Data shown
++++++++++++++++++++

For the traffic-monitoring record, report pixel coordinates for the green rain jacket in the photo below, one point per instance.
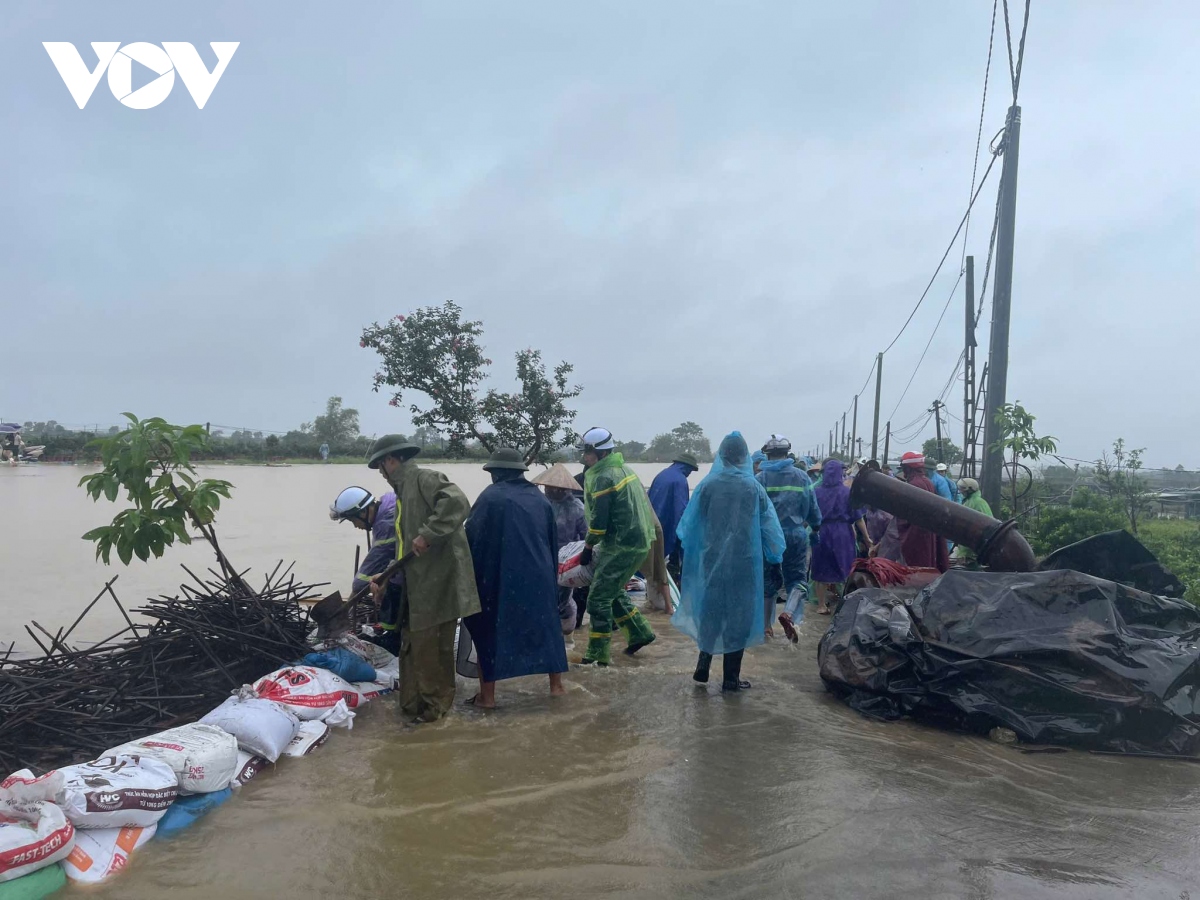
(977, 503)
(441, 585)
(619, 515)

++++++++++++++++++++

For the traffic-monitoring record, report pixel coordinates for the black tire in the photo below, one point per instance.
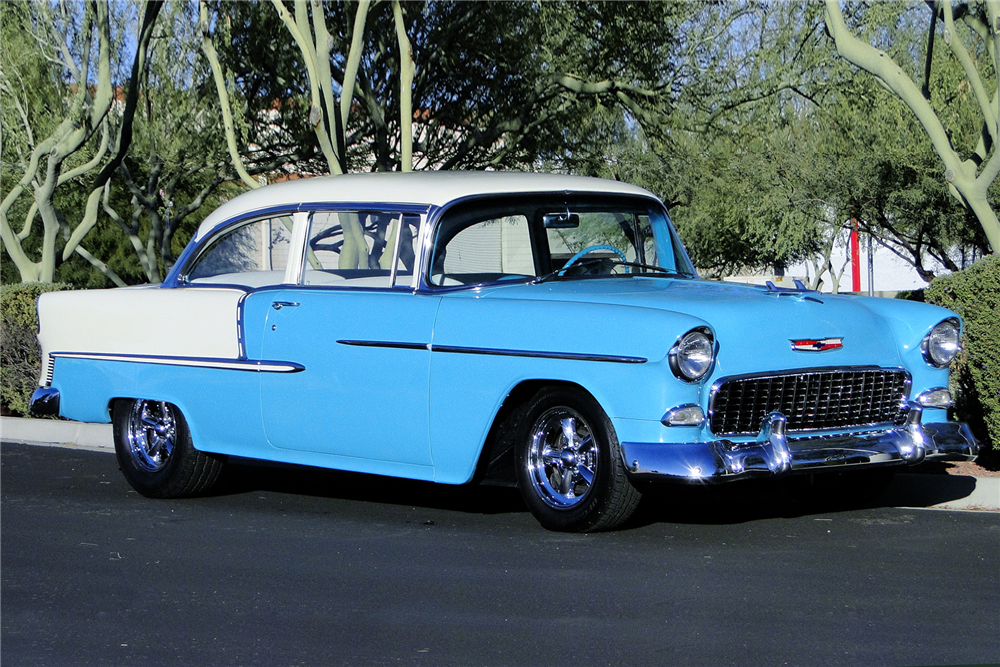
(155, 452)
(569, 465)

++++++++++++++++++++

What the exercise asks
Locate each row above that contains the word "record", and copy every such row in full.

Worked solution
For the traffic-monitoring record, report pixel coordinates for the green rain jacket in the photo below, one point per instance.
For the traffic-monitoring record, report pixel coordinates for the black tire in the photo below, one point per instance.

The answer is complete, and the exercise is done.